### [What the task requires]
Locate every line in the data below that contains the word "black" and copy each of those lines in full.

Records for labeling and segmentation
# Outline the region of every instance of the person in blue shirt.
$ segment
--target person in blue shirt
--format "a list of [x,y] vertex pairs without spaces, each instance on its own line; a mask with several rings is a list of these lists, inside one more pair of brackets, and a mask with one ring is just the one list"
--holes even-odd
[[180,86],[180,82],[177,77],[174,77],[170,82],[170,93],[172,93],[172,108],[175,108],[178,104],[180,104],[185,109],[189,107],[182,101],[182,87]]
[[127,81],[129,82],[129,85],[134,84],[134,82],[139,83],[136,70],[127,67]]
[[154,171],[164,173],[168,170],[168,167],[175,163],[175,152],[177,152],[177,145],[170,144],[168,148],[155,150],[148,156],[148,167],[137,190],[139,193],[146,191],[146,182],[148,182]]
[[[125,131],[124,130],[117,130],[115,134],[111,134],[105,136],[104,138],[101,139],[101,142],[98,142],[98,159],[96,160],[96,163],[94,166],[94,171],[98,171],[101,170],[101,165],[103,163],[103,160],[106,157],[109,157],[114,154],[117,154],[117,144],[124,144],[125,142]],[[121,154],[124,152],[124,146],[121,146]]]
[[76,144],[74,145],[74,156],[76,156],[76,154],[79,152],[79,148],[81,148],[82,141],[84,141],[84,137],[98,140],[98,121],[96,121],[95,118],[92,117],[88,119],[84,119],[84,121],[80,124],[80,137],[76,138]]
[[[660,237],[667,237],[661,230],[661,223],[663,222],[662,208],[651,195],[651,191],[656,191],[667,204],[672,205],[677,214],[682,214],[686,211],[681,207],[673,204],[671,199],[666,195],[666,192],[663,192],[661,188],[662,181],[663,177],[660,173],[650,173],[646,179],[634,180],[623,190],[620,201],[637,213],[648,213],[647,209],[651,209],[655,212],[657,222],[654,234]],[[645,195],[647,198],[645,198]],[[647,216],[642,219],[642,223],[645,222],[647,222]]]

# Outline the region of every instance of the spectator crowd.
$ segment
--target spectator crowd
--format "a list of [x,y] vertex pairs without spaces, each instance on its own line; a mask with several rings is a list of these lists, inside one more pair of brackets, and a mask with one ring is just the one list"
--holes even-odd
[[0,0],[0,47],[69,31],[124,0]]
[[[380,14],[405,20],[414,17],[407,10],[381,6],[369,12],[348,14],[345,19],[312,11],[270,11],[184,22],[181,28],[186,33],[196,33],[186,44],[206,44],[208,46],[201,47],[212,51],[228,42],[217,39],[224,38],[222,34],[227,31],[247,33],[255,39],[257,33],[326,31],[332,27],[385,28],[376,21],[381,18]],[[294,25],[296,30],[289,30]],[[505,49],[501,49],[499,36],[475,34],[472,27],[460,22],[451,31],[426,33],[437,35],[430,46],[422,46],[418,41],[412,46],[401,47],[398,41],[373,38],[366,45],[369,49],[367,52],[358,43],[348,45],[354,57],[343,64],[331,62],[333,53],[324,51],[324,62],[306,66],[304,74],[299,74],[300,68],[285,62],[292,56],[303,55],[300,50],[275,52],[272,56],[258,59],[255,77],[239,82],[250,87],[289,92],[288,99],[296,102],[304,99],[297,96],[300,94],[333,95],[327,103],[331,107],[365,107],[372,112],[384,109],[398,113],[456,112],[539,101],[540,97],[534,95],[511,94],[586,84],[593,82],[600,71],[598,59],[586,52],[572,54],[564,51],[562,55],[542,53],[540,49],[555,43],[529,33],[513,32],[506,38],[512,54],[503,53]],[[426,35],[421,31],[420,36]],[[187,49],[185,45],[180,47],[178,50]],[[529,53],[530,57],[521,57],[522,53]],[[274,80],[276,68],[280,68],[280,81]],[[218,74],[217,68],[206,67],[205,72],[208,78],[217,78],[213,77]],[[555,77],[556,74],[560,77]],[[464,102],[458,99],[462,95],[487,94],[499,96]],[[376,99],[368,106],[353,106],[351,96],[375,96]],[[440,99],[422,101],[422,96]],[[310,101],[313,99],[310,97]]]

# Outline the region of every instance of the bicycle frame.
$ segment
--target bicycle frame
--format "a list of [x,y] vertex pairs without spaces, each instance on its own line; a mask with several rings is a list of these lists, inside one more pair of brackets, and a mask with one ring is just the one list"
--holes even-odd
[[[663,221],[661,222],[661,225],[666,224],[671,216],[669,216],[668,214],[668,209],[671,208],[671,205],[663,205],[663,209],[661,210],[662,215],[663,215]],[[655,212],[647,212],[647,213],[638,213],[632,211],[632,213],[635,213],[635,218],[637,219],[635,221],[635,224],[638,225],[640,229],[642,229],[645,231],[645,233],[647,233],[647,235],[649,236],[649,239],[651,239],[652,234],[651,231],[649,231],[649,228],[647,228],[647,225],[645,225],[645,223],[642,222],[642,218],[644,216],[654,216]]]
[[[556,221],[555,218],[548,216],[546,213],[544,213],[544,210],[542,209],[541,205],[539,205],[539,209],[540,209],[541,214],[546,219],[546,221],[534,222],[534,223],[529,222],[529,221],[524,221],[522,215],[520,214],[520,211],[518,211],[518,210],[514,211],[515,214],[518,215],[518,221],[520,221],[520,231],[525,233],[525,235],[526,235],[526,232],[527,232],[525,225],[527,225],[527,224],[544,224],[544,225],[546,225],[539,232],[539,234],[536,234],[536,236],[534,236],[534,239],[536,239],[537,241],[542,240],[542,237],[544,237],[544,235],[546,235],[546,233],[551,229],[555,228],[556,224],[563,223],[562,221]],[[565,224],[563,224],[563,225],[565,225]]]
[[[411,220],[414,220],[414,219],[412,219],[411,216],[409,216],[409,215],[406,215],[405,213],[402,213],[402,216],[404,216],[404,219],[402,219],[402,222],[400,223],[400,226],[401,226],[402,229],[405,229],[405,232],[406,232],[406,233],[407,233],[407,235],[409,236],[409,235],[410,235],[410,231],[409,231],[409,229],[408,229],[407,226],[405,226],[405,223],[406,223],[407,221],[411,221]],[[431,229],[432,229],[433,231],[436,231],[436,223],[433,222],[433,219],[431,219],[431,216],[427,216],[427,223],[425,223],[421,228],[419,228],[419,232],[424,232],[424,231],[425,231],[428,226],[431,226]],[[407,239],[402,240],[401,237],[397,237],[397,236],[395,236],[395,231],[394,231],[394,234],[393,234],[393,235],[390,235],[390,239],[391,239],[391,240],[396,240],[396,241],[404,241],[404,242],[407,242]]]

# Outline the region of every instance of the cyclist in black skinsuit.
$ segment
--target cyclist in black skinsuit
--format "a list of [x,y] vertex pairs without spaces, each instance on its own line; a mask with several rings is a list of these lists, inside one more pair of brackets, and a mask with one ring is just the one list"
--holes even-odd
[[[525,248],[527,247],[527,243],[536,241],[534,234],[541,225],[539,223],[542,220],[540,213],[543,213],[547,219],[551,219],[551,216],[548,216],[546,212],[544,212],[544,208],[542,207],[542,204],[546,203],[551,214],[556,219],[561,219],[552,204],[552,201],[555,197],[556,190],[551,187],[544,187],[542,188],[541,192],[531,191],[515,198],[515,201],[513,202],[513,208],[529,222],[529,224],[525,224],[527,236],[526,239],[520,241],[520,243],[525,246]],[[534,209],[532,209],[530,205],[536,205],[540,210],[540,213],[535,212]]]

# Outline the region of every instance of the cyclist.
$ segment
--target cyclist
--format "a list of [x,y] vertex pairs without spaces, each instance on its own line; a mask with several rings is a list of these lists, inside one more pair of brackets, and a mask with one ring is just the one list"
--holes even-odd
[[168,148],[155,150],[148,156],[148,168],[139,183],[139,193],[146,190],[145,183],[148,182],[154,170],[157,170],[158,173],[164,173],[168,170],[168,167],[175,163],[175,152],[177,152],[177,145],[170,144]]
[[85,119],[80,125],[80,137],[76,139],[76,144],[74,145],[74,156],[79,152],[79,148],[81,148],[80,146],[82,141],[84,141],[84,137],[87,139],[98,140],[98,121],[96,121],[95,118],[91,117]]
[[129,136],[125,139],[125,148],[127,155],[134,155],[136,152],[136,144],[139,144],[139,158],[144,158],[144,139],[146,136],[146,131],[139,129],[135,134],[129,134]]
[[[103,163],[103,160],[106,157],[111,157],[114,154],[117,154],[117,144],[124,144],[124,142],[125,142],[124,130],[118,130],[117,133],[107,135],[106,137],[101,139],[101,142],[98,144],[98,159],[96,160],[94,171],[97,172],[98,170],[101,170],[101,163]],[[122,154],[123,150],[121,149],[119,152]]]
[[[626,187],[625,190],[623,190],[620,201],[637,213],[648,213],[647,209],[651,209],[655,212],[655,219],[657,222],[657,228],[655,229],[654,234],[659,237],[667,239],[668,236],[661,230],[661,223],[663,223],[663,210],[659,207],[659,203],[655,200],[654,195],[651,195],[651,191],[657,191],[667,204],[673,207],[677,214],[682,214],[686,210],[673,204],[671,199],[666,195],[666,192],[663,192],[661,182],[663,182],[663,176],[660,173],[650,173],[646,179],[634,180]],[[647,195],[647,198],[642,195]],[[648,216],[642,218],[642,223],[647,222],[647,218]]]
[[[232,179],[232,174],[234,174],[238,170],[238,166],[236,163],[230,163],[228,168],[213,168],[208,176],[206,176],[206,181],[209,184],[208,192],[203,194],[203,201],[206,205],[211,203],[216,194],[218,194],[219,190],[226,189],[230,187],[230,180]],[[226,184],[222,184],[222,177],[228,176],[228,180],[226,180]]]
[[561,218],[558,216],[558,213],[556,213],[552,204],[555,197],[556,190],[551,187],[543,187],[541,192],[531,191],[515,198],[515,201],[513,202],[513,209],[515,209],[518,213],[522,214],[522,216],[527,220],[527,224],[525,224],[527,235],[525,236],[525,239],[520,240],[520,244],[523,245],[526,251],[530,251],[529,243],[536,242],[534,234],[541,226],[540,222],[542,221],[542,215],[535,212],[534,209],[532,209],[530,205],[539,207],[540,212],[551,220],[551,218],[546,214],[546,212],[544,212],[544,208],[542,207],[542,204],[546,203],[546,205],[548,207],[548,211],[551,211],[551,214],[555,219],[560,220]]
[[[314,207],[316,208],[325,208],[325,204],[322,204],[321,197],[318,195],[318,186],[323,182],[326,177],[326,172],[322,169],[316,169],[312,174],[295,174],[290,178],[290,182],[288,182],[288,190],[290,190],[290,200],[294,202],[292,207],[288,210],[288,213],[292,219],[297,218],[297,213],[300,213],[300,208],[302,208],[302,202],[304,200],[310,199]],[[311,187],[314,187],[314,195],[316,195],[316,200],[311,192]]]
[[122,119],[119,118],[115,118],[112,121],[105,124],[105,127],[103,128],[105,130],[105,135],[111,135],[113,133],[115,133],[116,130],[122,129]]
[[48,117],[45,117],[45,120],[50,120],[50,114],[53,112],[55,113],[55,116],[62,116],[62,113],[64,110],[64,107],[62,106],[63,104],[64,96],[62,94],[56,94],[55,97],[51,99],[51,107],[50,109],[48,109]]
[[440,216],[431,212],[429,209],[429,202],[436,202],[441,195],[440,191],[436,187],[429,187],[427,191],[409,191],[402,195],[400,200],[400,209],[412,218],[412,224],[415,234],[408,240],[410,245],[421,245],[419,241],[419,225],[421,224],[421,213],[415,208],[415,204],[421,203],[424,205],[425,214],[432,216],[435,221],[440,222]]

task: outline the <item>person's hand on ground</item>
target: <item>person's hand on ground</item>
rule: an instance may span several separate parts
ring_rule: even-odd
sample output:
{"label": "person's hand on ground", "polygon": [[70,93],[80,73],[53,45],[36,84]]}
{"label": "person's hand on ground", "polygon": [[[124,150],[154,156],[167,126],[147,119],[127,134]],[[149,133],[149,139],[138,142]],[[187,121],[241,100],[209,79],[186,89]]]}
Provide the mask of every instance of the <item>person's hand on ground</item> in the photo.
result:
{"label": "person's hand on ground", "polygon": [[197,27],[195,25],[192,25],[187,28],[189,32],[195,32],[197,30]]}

### [Result of this task]
# Outline the region of every instance of the cyclist in black skinsuit.
--target cyclist in black skinsuit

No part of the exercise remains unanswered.